* **Work instructions**
1 – According to the workshop report, which provinces did the Society staff who attended come from?
2 – In the workshop report, how many cancer researchers took part in the workshop?
3 – Reproduce the part of the workshop report starting with "Many of the" and going on through "so many lives.".
═══ Text passage ═══
Science communication workshop
On June 20, the Canadian Cancer Society Research Institute hosted a half-day Science Communication Workshop at the Society’s National Office in Toronto. The 28 cancer researchers from across the country learned, among other things:
- how scientists tend to talk about their research versus how the public wants to hear about it
- strategies to make sure their message is both understood and remembered
- tips on how to respond to questions about their research
Instructor Linda Hosler works with the Communicating Science Program of the American Association for the Advancement of Science (AAAS), which has delivered over 40 of these workshops since the program began in 2008. AAAS is perhaps best known as the publisher of Science magazine, which named cancer immunotherapy as the science breakthrough of the year in 2013.
Participants worked in small groups to develop short, plain-language messages about their work, based on Linda’s guidelines. The researchers then video recorded their 2-minute talks. In the last half-hour of the workshop, several brave volunteers screened their videos to received feedback from the group.
Society staff from BC, Alberta, Saskatchewan, Ontario and Quebec were also there to learn how to pass on this guidance to the Society-funded researchers they work with.
Many of the participants gave us their enthusiastic feedback at the end of the day and in our formal evaluation after the event. We will follow up in 6 months to see how they’ve used what they learned.
This was a great opportunity for the researchers, and it also helped meet one of the Society’s needs. There is an increasing appetite among our donors, staff and volunteers for clear details about the world-class cancer research we are able to fund thanks to the generosity of so many Canadians. Building our capacity to talk about cancer research also helps us build stronger relationships with everyone who shares our goal of reducing the toll that cancer takes on so many lives.
═══ Data under study ═══
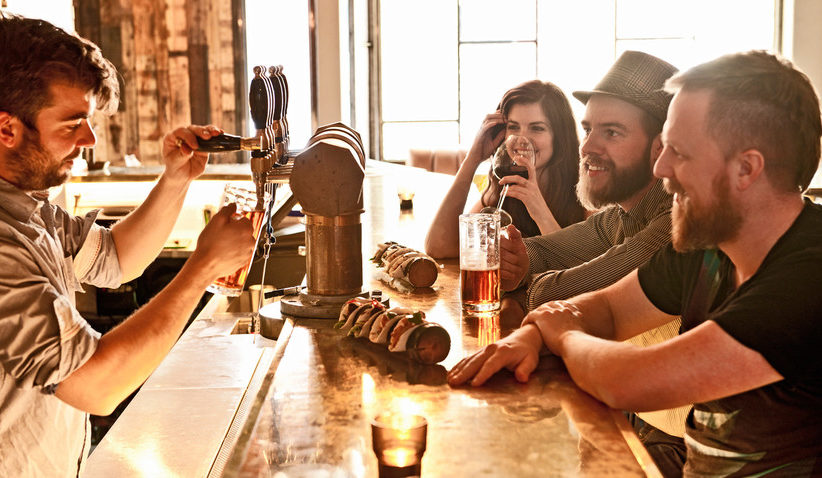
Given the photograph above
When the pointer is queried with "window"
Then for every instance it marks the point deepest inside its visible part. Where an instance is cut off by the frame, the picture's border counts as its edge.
(277, 34)
(446, 63)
═══
* **Problem solutions**
1 – BC, Alberta, Saskatchewan, Ontario and Quebec

2 – 28

3 –
Many of the participants gave us their enthusiastic feedback at the end of the day and in our formal evaluation after the event. We will follow up in 6 months to see how they’ve used what they learned.
This was a great opportunity for the researchers, and it also helped meet one of the Society’s needs. There is an increasing appetite among our donors, staff and volunteers for clear details about the world-class cancer research we are able to fund thanks to the generosity of so many Canadians. Building our capacity to talk about cancer research also helps us build stronger relationships with everyone who shares our goal of reducing the toll that cancer takes on so many lives.